§ **TASK TO CARRY OUT**:
What you return should be each line of the data containing the string "bush".

§ **SOURCE MATERIAL**:
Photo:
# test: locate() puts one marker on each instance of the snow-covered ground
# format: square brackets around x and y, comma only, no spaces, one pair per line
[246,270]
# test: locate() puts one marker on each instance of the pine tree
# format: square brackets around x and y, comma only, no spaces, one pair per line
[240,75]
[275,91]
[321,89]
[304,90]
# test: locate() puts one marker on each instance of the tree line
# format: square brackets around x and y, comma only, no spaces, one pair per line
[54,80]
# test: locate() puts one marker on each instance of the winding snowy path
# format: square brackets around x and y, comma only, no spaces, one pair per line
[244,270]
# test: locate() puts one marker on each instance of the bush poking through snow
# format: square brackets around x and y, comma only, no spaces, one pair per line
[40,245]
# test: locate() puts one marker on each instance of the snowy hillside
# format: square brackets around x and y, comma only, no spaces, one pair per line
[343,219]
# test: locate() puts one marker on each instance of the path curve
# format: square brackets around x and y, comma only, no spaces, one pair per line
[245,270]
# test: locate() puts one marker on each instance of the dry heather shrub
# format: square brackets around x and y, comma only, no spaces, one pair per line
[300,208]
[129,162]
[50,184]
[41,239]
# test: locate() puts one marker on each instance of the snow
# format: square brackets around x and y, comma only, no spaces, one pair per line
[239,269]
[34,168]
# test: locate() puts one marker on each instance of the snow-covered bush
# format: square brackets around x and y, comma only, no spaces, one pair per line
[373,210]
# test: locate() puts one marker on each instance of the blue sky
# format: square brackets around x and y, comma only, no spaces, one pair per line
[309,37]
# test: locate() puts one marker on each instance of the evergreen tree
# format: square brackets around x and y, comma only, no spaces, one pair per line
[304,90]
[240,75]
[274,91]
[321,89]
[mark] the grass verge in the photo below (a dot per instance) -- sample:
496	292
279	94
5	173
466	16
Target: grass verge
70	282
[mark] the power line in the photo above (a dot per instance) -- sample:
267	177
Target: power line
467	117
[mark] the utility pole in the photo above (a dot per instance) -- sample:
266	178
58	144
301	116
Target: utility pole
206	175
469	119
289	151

§ **SOLUTION**:
# test: locate() puts one marker on each instance of the bush poking through snow
# test: locate() puts one marker on each instance of the snow-covered bush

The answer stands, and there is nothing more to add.